PASSAGE TO READ |

>> Begin

Time Warden (1982)   8 comments

After he wrote and published The Scepter with Bug-Byte, Simon Wadsworth went on to write a second game (today’s selection) and sent it in.

Time Warden never was published:

It was written using the same source code structure [as The Scepter]. I’d forgotten all about this game until sorting through a pile of old cassette tapes looking for my copy of The Scepter.

In this adventure you play the Time Warden. While you have been away on vacation and the Key of Time has been lost on the planet Syrius 5. You have 250 turns to recover the key before the end of the Universe.

Wadsworth went on after this to publish with Artic (Adventure E: The Golden Apple and Adventure F: The Eye of Bain), taking over the series from Charles Cecil, so this game has some historical importance despite falling into the author’s own memory hole.

DVD cover of the last of the Key to Time serials, via IMDB.

The Key of Time reference makes it clear this is an offshoot of the Dr. Who universe. There is such a thing as a Time Warden in Dr. Who lore but you have to jump up to 1988 and the comics to see it; the Warden shows up in the same comic as one of the foes of the Transformers (Death’s Head) so is only roughly canonical.

From Doctor Who Magazine 135. That’s Death’s Head holding the Seventh Doctor. Death’s Head later had a run-in with the Fantastic Four.

While Time Warden doesn’t stick to canon like Dr. Who Adventure (at least so far, I’m not done yet), “Syrius 5” is a reference, as Sirius IV showed up in the television show during Frontier in Space (Third Doctor, 1973).

Prison Governor: I’m releasing you into the custody of this commissioner. He will fly you back to Sirius IV to stand trial.
Dr. Who: And may I ask what I am supposed to have done there?

>> End

WHAT IS BEING ASKED | Say whether each statement agrees with the article on Time Warden, answering yes or no and quoting the deciding words from the article: (a) the player has 250 turns to recover the Key of Time; (b) Time Warden was published by Bug-Byte; (c) a Time Warden first appears in Dr. Who lore in the television show. The listing comes from a separate source.

INFORMATION PROVIDED |
>> Begin

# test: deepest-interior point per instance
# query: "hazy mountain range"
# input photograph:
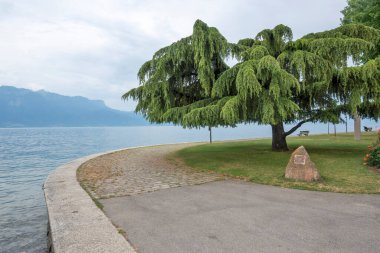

>> End

THE RESPONSE |
(a) Yes: "You have 250 turns to recover the key before the end of the Universe."
(b) No: "Time Warden never was published"
(c) No: "you have to jump up to 1988 and the comics to see it"